AUFGABE A:
Gib aus dem Forenthread zur Polizeikontrolle die Passage wörtlich wieder, beginnend bei "# Kontrolle: Deal" und endend bei "Schlamassel zu kommen.".
AUFGABE B:
Übersetze diesen Satz aus dem Forenthread zur Polizeikontrolle ins Englische: "Die Polizei hat sich bei der Kontrolle im Uferschlamm festgefahren und konnte sich nicht mehr befreien."
AUFGABE C:
Setze den Forenthread zur Polizeikontrolle an der Stelle fort, an der er endet.

# Kontrolle: Deal mit Polizeibeamtem



## Dennis Knoll (25. April 2016)

Kurz zusammengefasst:


> Jemand wurde von der Polizei Kontrolliert und musste anschließend Strafe zahlen. Die Polizei hat sich bei der Kontrolle im Uferschlamm festgefahren und konnte sich nicht mehr befreien. Nur unter der Bedingung, dem Kontrollierten seine Strafe zu streichen, wurde der Polizei geholfen aus dem Schlamassel zu kommen.


Zum Artikel: http://www.angeln-in-den-niederlanden.de/aktuell.htm#Deal mit Polizeibeamtem

Sache gibts |kopfkrat


----------



## Andal (25. April 2016)

*AW: Kontrolle: Deal mit Polizeibeamtem*

Menschlich! #6


----------



## jkc (25. April 2016)

BEREITGESTELLTES MATERIAL:
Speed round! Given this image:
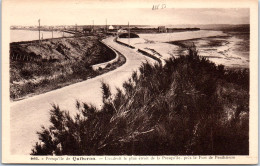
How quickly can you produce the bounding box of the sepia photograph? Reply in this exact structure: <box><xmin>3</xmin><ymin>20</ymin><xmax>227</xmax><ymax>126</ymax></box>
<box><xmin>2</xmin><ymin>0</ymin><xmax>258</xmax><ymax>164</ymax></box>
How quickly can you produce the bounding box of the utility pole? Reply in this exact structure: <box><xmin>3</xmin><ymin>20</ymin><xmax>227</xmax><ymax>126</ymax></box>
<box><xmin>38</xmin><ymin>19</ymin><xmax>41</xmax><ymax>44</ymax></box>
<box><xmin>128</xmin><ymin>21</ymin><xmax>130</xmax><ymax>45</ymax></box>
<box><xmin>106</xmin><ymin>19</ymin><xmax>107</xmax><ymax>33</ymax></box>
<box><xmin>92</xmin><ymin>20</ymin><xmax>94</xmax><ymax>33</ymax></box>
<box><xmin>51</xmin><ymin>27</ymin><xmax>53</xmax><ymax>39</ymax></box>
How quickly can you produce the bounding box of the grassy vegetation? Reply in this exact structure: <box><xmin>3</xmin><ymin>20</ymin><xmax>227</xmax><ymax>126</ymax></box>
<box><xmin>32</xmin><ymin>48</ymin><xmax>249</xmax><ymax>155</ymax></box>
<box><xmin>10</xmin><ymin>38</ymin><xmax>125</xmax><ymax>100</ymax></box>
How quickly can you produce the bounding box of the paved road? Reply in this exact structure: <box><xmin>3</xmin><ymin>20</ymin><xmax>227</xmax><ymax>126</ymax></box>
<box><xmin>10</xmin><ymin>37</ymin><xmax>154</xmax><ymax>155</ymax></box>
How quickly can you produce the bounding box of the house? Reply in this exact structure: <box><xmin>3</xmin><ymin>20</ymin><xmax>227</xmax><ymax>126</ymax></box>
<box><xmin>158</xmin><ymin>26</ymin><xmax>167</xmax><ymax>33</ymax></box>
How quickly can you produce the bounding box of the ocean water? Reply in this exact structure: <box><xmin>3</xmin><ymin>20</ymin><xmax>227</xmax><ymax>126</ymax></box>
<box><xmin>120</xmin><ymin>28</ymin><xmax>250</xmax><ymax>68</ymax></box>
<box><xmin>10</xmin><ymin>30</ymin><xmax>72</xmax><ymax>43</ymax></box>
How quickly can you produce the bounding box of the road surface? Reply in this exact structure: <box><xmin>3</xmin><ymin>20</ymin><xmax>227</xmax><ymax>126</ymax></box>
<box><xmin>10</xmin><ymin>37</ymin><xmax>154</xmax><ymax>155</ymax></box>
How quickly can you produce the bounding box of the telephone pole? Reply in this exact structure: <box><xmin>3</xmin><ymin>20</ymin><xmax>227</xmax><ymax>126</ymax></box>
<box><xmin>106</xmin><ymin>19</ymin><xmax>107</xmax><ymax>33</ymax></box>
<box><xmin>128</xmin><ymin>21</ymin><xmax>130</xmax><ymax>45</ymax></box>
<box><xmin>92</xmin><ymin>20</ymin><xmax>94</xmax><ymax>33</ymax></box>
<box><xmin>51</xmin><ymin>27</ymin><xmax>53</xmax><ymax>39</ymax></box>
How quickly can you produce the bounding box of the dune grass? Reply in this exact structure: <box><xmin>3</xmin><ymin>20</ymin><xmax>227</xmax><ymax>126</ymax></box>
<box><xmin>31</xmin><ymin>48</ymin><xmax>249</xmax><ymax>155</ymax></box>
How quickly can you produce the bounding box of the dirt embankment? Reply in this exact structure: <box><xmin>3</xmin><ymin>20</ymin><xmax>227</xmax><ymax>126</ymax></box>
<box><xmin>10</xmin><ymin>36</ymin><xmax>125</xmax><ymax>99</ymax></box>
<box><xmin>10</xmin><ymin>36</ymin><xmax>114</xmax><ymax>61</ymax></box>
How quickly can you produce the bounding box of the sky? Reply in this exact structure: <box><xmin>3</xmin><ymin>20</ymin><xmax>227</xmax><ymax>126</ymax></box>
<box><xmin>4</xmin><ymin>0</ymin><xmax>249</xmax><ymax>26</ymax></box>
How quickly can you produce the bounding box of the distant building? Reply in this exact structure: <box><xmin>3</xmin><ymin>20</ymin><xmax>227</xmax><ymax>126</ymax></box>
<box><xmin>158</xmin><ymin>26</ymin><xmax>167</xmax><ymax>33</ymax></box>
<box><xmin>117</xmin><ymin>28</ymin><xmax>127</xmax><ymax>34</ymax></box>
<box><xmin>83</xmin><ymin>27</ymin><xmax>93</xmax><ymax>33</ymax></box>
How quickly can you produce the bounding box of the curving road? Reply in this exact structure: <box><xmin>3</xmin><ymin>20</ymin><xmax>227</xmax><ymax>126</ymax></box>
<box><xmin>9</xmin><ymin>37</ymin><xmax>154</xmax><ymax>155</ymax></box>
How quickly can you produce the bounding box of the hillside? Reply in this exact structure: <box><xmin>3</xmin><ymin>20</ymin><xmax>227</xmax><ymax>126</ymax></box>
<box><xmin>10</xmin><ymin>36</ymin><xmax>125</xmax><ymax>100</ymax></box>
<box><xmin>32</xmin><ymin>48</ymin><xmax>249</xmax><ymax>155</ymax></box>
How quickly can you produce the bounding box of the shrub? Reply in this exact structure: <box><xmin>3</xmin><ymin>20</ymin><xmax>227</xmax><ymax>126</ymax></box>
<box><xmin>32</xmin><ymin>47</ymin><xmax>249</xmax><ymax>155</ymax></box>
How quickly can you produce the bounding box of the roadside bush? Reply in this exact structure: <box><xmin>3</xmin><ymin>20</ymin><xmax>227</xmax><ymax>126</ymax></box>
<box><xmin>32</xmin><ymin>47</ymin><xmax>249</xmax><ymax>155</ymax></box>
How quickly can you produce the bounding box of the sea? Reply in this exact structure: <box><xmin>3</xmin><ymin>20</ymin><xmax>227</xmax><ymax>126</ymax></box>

ANTWORT A:
# Kontrolle: Deal mit Polizeibeamtem



## Dennis Knoll (25. April 2016)

Kurz zusammengefasst:


> Jemand wurde von der Polizei Kontrolliert und musste anschließend Strafe zahlen. Die Polizei hat sich bei der Kontrolle im Uferschlamm festgefahren und konnte sich nicht mehr befreien. Nur unter der Bedingung, dem Kontrollierten seine Strafe zu streichen, wurde der Polizei geholfen aus dem Schlamassel zu kommen.

ANTWORT B:
During the inspection, the police got stuck in the mud on the bank and could no longer free themselves.

ANTWORT C:
*AW: Kontrolle: Deal mit Polizeibeamtem*

Der betroffene Polizeibeamte freut sich bestimmt über den Artikel.:q
Vermutlich wird der beim nächsten mal doch lieber auf dem Revier Hilfe anfordern...

Grüße JK


----------



## postmaster (25. April 2016)

*AW: Kontrolle: Deal mit Polizeibeamtem*

Coole Geschichte, aber ich glaube nicht, dass sowas in DE möglich wäre. Davor kommt die Feuerwehr mit 10 Mann Trupp, bevor der Strafzettel seine Gültigkeit verliert...


----------



## capri2 (25. April 2016)

*AW: Kontrolle: Deal mit Polizeibeamtem*

Ja und wieso man so einen "Deal" dann auch noch öffentlich machen muss versteh ich nicht... Das war sicher das letzte mal..


----------



## Angler9999 (25. April 2016)

*AW: Kontrolle: Deal mit Polizeibeamtem*

hmm von neulich Blitzmaraton nicht ich, aber aus erster Hand.

Zu schnell angehalten worden mit den Worten "Wird mit Sicherheit 3 Monate Fahrverbot"

Nachher als die FersehKamera (Fernsehteam war dabei) aus war. Polizist 1: Da haben Sie aber Glück gehabt, das sie gefilmt wurden. Dadurch wird die Strafe erlassen.
Polizist 2: hätte ihr das nicht gesagt, soll ´Fahrer´ doch drei Monate schwitzen.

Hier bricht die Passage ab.